(Referring expression pointing data)

________________________

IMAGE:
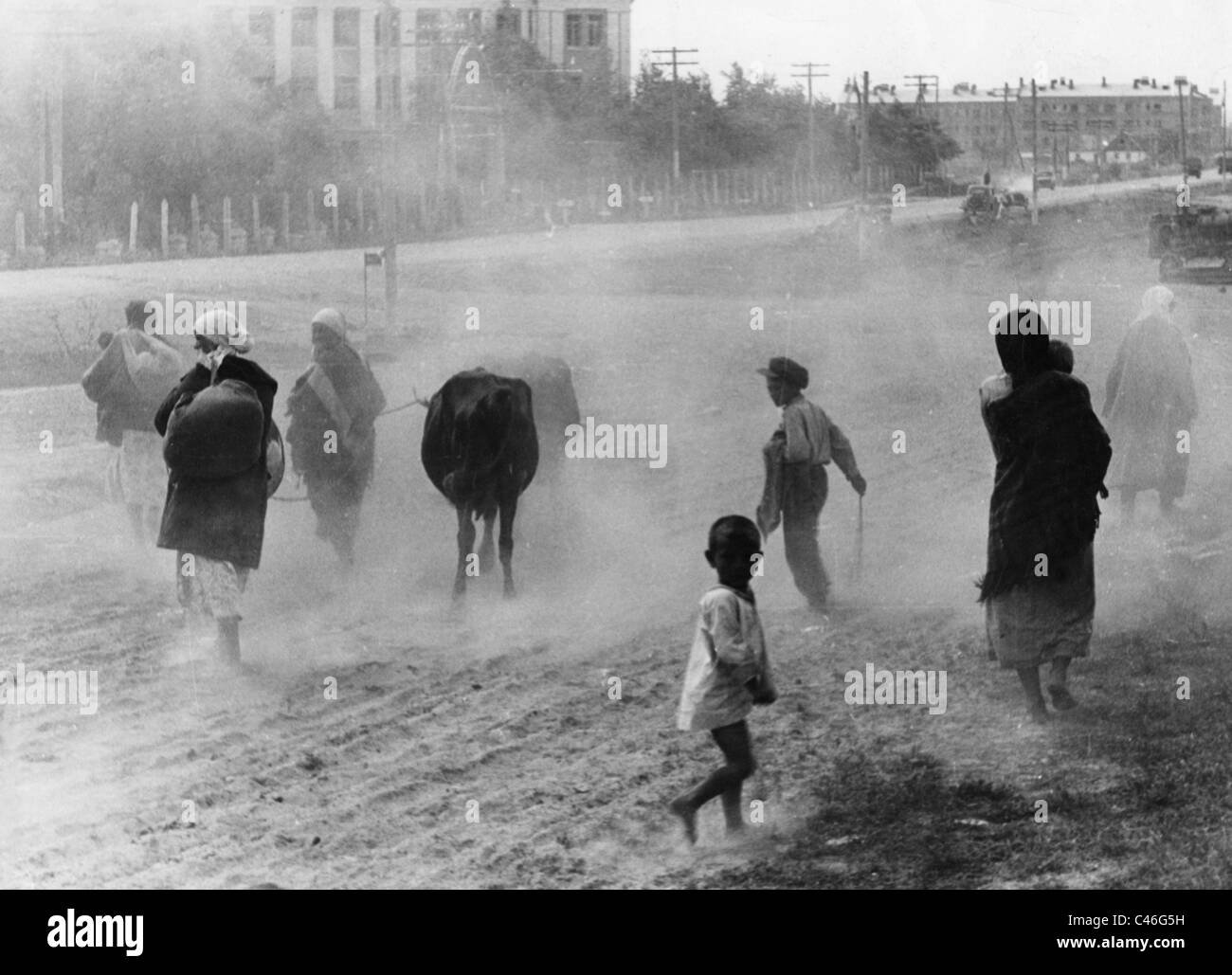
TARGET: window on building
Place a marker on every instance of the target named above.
(346, 26)
(303, 89)
(469, 23)
(346, 93)
(303, 27)
(397, 27)
(260, 25)
(427, 27)
(509, 21)
(586, 28)
(387, 83)
(596, 28)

________________________

Problem:
All lines from the one containing "Place a marker" to the end of the records are to be duplicated exactly, and no other lines are to be given.

Answer to this exercise:
Place a marker on every instance of the target named above.
(346, 26)
(303, 89)
(469, 23)
(346, 93)
(303, 27)
(397, 27)
(260, 25)
(427, 27)
(509, 21)
(586, 28)
(387, 83)
(596, 28)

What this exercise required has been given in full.